Depuis le début du nouveau millénaire, l’idée qu’il faut « réenchanter le monde » s’impose peu à peu. À l’évidence, une certaine poésie y contribue. Les écrits dans l’arbre de Patrick Chemin sont la quintessence de cette poésie-là. S’il est bien un auteur à qui la phrase d’Hubert Juin « À défaut d’écrire avec son sang, écrire avec la sève d’un arbre peut-être », peut s’appliquer, c’est Patrick Chemin. Chacun de ses cinquante-deux textes se savoure lentement, chaque poème coule en soi comme une gorgée de pleine sève ou de miel croqué en rayons. Ce sont là des images qui reviennent souvent sous sa plume : «  Je suis ton écriture et ta frondaison. Je suis la sève de tes mots », « Si l’abeille est généreuse dans la nuit des ruches, c’est qu’elle ignore la sentence extrême du miel »            

Peu de thèmes sont abordés dans ce recueil, mais ils sont essentiels : les sources, les arbres, la sève, le ciel, les étoiles, l’amour, l’écriture et aussi peu de mots sont utilisés pour les aborder, d’une très grande simplicité.  C’est de cette économie et de cette concentration que nait la puissance poétique de chaque texte et de l’ensemble du recueil.

Consigne 1
Recopiez tel quel le passage de l'extrait sur le recueil de Patrick Chemin qui commence par les mots "Peu de thèmes" et se termine par "l’ensemble du recueil.".
Consigne 2
D'après l'extrait, combien de textes contient le recueil de Patrick Chemin ?
Basez-vous uniquement sur l'extrait.

Entrées fournies
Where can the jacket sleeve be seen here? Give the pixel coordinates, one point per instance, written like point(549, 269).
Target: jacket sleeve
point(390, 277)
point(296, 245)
* * *
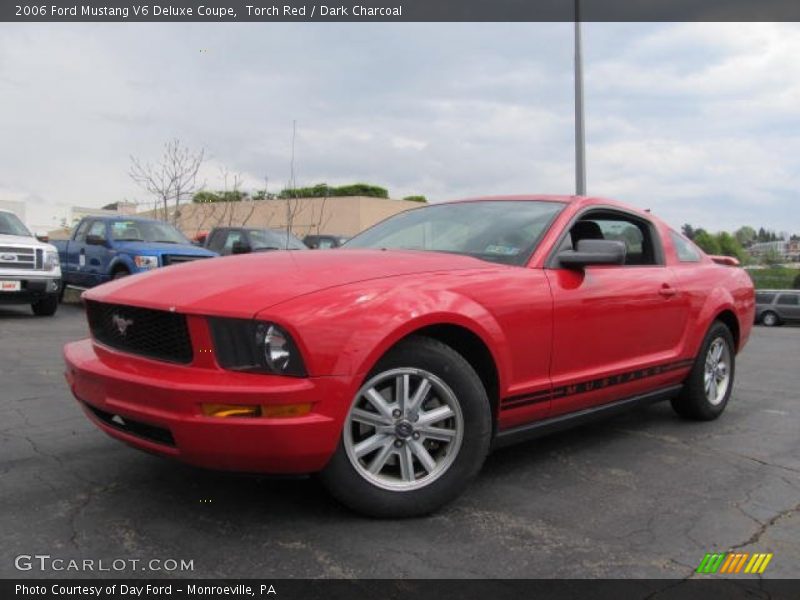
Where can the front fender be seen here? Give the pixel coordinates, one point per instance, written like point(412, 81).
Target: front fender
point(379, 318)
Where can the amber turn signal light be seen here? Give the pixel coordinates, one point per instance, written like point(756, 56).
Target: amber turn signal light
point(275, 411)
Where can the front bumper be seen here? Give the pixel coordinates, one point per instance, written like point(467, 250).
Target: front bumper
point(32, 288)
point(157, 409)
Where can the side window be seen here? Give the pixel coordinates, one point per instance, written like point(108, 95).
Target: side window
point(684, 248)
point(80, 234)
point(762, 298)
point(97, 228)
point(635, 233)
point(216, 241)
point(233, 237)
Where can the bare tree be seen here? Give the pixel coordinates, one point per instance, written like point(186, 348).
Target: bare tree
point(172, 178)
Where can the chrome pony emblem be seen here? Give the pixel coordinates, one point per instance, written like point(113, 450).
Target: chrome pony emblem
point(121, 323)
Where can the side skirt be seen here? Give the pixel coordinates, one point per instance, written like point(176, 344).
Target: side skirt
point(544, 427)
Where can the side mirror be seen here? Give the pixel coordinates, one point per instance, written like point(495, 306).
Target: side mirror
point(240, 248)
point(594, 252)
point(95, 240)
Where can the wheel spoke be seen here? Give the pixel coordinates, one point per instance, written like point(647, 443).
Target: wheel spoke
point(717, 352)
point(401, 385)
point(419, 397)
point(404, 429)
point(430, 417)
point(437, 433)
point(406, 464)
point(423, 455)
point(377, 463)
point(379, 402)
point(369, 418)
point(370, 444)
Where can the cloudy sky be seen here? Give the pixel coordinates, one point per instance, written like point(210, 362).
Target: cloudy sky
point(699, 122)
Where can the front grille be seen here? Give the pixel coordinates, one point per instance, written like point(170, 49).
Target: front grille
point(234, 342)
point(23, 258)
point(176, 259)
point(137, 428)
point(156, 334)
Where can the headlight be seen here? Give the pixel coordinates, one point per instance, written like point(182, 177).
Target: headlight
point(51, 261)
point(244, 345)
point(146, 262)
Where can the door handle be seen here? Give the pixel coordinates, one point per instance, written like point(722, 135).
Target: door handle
...
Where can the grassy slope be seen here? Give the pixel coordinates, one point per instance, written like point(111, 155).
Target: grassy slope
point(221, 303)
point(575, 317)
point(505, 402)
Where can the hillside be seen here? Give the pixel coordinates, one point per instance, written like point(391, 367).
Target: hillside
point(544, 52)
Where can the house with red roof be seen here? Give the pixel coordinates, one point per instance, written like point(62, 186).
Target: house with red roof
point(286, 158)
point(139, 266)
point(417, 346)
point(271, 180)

Réponse finale 1
Peu de thèmes sont abordés dans ce recueil, mais ils sont essentiels : les sources, les arbres, la sève, le ciel, les étoiles, l’amour, l’écriture et aussi peu de mots sont utilisés pour les aborder, d’une très grande simplicité.  C’est de cette économie et de cette concentration que nait la puissance poétique de chaque texte et de l’ensemble du recueil.

Réponse finale 2
Il contient cinquante-deux textes.